Required work >> What is needed is an exact transcription of every entry below.

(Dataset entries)
+++

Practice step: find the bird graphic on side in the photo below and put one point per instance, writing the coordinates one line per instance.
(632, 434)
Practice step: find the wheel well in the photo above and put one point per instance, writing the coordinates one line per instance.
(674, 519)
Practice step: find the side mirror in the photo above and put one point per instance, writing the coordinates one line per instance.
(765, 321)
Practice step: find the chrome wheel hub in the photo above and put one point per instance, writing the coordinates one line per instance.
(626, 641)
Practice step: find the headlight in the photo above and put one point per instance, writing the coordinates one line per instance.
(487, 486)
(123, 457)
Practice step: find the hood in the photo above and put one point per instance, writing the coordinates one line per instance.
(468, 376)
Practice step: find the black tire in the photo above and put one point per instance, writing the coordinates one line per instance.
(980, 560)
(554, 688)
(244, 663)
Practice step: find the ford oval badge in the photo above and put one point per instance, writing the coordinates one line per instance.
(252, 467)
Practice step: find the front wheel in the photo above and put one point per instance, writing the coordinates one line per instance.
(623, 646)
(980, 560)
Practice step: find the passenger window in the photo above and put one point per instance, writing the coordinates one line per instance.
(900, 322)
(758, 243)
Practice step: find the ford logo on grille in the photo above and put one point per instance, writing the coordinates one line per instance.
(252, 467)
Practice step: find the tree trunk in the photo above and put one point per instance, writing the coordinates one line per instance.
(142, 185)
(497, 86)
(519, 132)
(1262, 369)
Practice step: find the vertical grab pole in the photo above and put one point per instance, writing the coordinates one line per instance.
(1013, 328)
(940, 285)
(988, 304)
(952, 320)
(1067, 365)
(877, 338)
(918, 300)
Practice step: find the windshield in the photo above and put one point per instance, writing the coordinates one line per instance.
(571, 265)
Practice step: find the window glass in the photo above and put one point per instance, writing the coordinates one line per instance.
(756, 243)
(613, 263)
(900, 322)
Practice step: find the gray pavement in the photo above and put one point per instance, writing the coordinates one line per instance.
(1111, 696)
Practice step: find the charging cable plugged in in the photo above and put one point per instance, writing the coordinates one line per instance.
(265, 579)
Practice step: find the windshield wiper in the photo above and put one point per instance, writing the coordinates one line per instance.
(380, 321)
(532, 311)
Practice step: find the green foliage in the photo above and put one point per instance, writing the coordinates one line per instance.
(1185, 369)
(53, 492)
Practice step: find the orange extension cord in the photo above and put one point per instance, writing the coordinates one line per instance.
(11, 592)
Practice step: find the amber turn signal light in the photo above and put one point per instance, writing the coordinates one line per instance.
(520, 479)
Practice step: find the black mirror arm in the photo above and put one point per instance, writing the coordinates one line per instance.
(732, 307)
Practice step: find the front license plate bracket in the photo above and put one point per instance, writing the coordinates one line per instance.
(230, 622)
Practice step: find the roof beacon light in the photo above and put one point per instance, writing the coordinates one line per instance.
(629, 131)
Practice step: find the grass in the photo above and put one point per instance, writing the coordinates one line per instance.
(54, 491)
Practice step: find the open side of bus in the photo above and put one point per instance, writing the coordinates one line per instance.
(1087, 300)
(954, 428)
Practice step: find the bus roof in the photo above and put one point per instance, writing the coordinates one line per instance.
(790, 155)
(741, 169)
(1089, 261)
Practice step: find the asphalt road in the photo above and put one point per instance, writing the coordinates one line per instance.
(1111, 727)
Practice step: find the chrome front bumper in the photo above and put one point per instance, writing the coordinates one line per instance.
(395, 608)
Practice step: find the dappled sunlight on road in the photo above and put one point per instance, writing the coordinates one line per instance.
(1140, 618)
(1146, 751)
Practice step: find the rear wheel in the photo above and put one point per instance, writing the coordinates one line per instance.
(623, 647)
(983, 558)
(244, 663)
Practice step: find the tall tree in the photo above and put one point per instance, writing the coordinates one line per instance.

+++

Answer to this task >>
Practice step: find the bird graphic on side in the photo below and put one point per instance, writing the coordinates one line per instance.
(632, 434)
Practice step: find the wheel well in the photo above and put one point per instance, writing the coordinates one line per instance.
(674, 519)
Practice step: find the side mirror in the photo above and put one point per instance, writing the coordinates one line per instance.
(765, 321)
Practice step: find the chrome wheel hub in the photo above and put one point per instance, writing the coordinates one line per instance.
(626, 641)
Practice step: find the headlight in the photo above and put one point per instance, writing the coordinates one line per instance.
(487, 486)
(123, 457)
Practice step: find the hood in the photo above and put one point per instance, writing the coordinates one line per instance.
(468, 376)
Practice step: find the black tire in the photo above and put one point per instance, writing the coordinates one line per instance.
(980, 560)
(554, 688)
(244, 663)
Practice step: find the ford oval badge in the photo above and put one point per instance, writing the coordinates one line per instance.
(252, 467)
Practice step: find the front wheel in the photo above and put one point per instance, writing the coordinates one line per instance.
(623, 646)
(980, 560)
Practice step: find the passenger window in the photo above and put one point per instance, writing the coordinates one line per instance.
(900, 322)
(758, 243)
Practice step: find the ford logo on grille in the photo above and put one point per instance, writing the coordinates one line per instance.
(252, 467)
Practice step: find the tree trunk in the photo above and put one point per instance, writing the coordinates one line per instance.
(142, 185)
(497, 86)
(519, 132)
(1262, 369)
Practice step: find the vertical grab pole in the photo above and put one point per instance, writing the coordinates one line per instance.
(1013, 328)
(940, 285)
(988, 304)
(952, 320)
(1067, 365)
(877, 338)
(918, 300)
Practice step: find the windshield in the photo above and put one point per instance, writing the coordinates one line per instance.
(571, 265)
Practice step: find the window glass in the photo above and put one point per instance, writing the coordinates one line per instance.
(756, 243)
(613, 263)
(900, 322)
Practice step: find the gray pavement in the photo above and put one point per instance, writing the coordinates one line per instance.
(1111, 696)
Practice step: find the charging cable plugged in in the photo above and put one point per instance, writing the coordinates one line per instance.
(265, 579)
Practice step: find the windshield wiper in the photo above and put one point per instance, writing the coordinates one line per instance.
(380, 321)
(532, 311)
Practice step: find the green foliage in the photo above and put one point per instance, writing the coordinates one line per instance.
(1185, 369)
(53, 492)
Practice step: find the orange extension cord in the photo above and put one point per instance, writing the coordinates one line per instance.
(11, 592)
Practice step: find the amber turn signal light in the photo above and put one point per instance, writing the coordinates one line per instance.
(520, 479)
Practice step: find the black mirror arm in the photo above and put one point per instance, writing the coordinates one line per instance.
(732, 307)
Practice step: find the front license plate bracket in the photo above and put one point per instance, writing the coordinates one line per instance.
(230, 622)
Practice step: find the roof beacon light in the photo above and put one point per instance, writing the coordinates one line per instance.
(629, 131)
Practice step: find the grass in the photo above and put one point per instance, writing the coordinates one line per instance.
(54, 491)
Practice step: find the open side of bus in the photo above and put one point per instance, writing the coordinates one line per instance.
(1087, 300)
(954, 428)
Practice step: find the bus roof in the photo above and put one point per instance, writing the coordinates one line per instance.
(790, 155)
(741, 169)
(1089, 261)
Practice step: find the asphalt road in the photo above and put one point per instance, writing the coordinates one line per instance.
(1111, 727)
Practice step: find the chrome front bumper in the photo above and put one point per instance, writing the coordinates one line per instance.
(395, 608)
Practice step: find the dappled sunlight on road in the photo above and put one point per instance, writing the coordinates one line per instance.
(1140, 618)
(1146, 751)
Practice step: find the rear wheel in the photo above and put one point per instance, writing the coordinates one line per instance.
(623, 647)
(983, 558)
(244, 663)
Practice step: find the tall tree in the photo above and put one point per instance, writing the coordinates one line per instance.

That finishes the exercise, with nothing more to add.